→ **Requirements**
Each entry below is to be given again word for word, with no pictures.

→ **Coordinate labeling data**
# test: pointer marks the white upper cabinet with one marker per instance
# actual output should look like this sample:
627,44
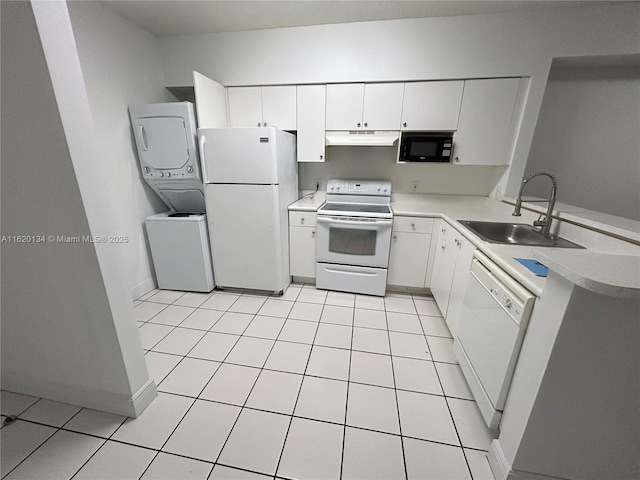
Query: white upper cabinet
279,107
486,122
245,106
263,107
431,105
356,106
382,106
344,106
311,120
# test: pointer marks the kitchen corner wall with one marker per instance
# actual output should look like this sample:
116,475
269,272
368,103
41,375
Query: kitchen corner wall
68,331
472,46
379,163
121,65
588,137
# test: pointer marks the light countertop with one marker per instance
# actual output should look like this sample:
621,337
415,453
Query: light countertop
603,272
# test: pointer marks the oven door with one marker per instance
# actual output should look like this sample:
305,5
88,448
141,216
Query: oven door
353,240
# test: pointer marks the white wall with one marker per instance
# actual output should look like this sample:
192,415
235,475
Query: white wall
521,44
121,67
68,331
588,137
379,163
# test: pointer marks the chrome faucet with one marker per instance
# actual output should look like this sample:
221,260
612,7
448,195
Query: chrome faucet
545,225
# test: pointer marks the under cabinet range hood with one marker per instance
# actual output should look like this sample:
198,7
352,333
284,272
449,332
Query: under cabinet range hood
362,138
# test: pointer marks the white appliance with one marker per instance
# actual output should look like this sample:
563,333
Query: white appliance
180,249
354,237
493,322
251,177
165,135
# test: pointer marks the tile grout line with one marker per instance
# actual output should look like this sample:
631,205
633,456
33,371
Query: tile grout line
212,375
464,455
395,392
346,407
252,387
284,443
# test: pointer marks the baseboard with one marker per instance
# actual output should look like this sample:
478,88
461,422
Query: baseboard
143,288
95,399
502,469
403,289
143,397
497,461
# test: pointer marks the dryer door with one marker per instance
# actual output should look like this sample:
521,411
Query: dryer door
162,142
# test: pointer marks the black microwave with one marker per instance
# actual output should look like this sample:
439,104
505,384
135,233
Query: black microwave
426,147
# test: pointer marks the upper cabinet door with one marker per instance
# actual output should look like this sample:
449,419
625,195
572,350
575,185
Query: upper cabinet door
344,106
431,105
382,106
279,107
311,121
245,106
211,102
486,122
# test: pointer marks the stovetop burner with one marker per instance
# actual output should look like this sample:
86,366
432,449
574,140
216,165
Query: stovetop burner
358,199
354,208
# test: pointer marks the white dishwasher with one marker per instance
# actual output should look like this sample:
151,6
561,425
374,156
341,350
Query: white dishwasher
494,318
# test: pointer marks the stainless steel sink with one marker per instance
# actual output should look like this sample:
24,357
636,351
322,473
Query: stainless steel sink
515,234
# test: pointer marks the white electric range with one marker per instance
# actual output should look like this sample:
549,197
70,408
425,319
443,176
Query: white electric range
354,237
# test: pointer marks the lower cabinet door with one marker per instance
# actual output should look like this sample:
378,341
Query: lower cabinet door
444,265
408,259
302,251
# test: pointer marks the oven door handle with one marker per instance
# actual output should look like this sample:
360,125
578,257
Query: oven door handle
383,222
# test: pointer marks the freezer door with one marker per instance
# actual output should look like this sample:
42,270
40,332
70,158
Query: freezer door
239,155
247,244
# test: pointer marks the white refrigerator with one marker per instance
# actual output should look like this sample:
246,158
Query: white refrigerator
251,177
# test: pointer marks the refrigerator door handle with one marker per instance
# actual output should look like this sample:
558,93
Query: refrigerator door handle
143,138
201,143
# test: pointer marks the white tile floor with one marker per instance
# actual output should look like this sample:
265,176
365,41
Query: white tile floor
310,385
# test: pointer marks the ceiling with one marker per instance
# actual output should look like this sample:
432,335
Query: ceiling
184,17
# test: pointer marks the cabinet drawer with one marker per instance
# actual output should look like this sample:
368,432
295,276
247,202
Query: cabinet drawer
412,224
302,219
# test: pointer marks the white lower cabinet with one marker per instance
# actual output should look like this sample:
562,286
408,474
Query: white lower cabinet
451,272
302,244
410,250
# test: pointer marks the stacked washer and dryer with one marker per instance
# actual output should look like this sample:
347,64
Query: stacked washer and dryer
166,140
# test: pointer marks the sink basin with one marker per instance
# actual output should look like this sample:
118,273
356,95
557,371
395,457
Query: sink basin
515,234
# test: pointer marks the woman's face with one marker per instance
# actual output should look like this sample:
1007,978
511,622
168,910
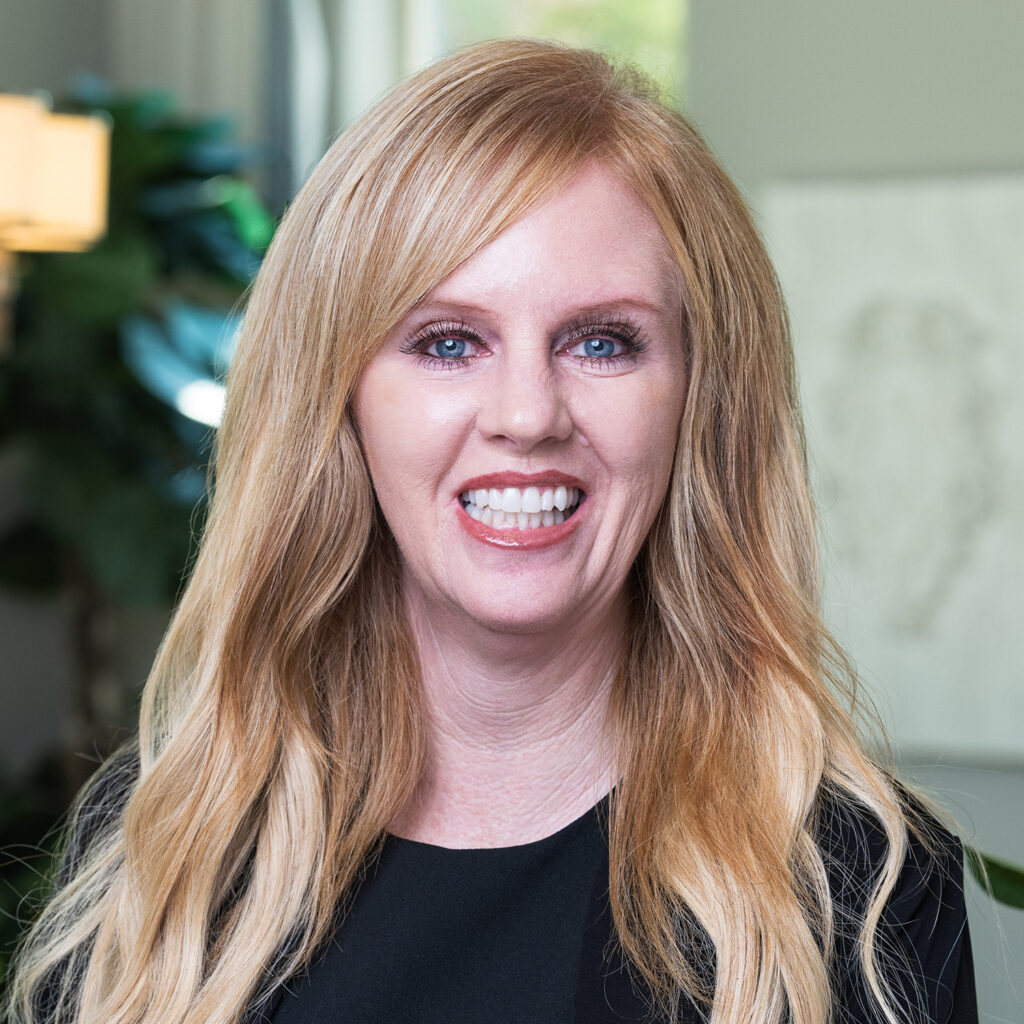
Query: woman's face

→ **Expected output**
# test: pointer marks the white upper cabinet with one marker per instance
# actual output should look like this sample:
627,44
Query: white upper cabinet
279,107
486,122
245,106
263,107
431,105
356,106
382,106
344,106
311,120
# test: pointer marks the kitchen corner wall with one marker per instance
# actual output should look like this sample:
116,475
269,272
368,103
41,375
Query: kitchen corner wall
68,331
472,46
379,163
121,65
588,137
# test: pointer marks the light countertop with one marker per instance
# actual output should look like this sample:
621,337
415,453
Query: light countertop
603,272
# test: pointer marks the oven door with one marker per instance
# actual output should look like this sample:
305,5
88,448
141,216
Query: oven door
353,240
# test: pointer marks the white wall with one marker per instance
# actual output should look like this sample:
192,415
235,475
Query: white wall
521,44
121,67
68,331
588,137
379,163
# test: pointer marks the chrome faucet with one marker per instance
# actual output should look like this sample:
221,260
612,7
448,195
Query: chrome faucet
545,225
# test: pointer marks the under cabinet range hood with one marker per instance
# actual output should look like this sample:
198,7
352,333
284,272
449,332
Query: under cabinet range hood
362,138
# test: pointer marks the white appliance with one marker per instance
# actual output should look like this sample:
563,333
Query: white appliance
180,249
354,237
493,322
251,177
165,135
# test: pointer marks the tile grout line with one marker per instance
# actual output should look like this sample:
631,205
633,456
33,371
Query: tile grout line
212,375
464,455
395,392
346,407
252,387
284,443
# test: pointer marks the baseboard with one marker per instance
# actual output should look like this sample:
478,88
461,422
Query: baseboard
143,288
95,399
502,469
403,289
143,397
497,461
# test: pointer marks the dryer door with one marker per instance
# actual output should look like this sample:
521,411
Query: dryer door
162,142
# test: pointer marks the black microwave with one marker per instance
# actual output should look like this sample:
439,104
505,384
135,233
Query: black microwave
426,147
# test: pointer marks the upper cabinet door with one marker per instance
# actual output should look like this sample:
449,419
625,195
572,350
575,185
Query: upper cabinet door
344,106
431,105
382,106
279,107
311,121
245,106
211,102
486,122
# test: pointer marks the stovetop burner with one marker per instance
# actual output should look like this sample:
86,366
432,449
574,140
216,165
Query: stovetop burner
358,199
354,208
# test: pointer marks the white dishwasher with one marker per instance
# actual output should look like this sample:
151,6
561,425
374,156
341,350
Query: white dishwasher
494,318
# test: pointer marks the stainless steel sink with one marker per instance
# actual output should look like this sample:
24,357
636,351
322,473
Query: stainless steel sink
515,234
# test: pointer marks the white electric range with one marker per instance
# actual output should look like this sample:
549,197
70,408
425,319
443,176
Query: white electric range
354,237
# test: pointer marks the lower cabinet door with one marker per instance
# actual output should look like this sample:
378,341
Query: lower cabinet door
444,265
408,259
302,251
# test: pointer marks the oven door handle with one marker per instance
# actual output should look like this sample:
360,125
578,257
Query: oven door handle
383,222
# test: pointer marks the freezer door with one marker per instance
# actual output should look like this sample:
42,270
40,332
70,158
Query: freezer door
239,155
247,244
# test: pointer marks the white refrigerator with one marker per instance
# actual output should look like this sample:
246,158
Query: white refrigerator
251,177
# test: pointer marks the refrigerator door handle with one marker per instance
# actual output should look like this sample:
558,93
Query: refrigerator door handle
143,138
201,143
# test: pointer marks the white tile floor with one marker per instance
# actual output should look like this sample:
265,176
365,41
Query: white tile floor
310,385
# test: pointer marks the ceiling with one marker per instance
# actual output should look like this sample:
432,335
Query: ceiling
184,17
# test: pointer marks the cabinet drawer with one marker per instance
# actual output should look like this sample:
368,432
295,276
247,202
Query: cabinet drawer
412,224
302,219
# test: pointer marks the white lower cabinet with one marker per instance
# actual output should look like this sample:
562,286
408,474
Query: white lower cabinet
451,272
302,244
410,250
# test: pointer marks the stacked washer and dryer with one marker per instance
# actual output should look like this sample:
347,64
Query: stacked washer and dryer
166,140
# test: pointer marks the sink basin with one marker per instance
# actual output should look like this sample:
118,273
356,95
557,371
395,457
Query: sink basin
515,234
# test: pointer marks the woman's face with one marker per instance
# actual output should look like this sample:
1007,978
511,622
168,910
Query: woman's face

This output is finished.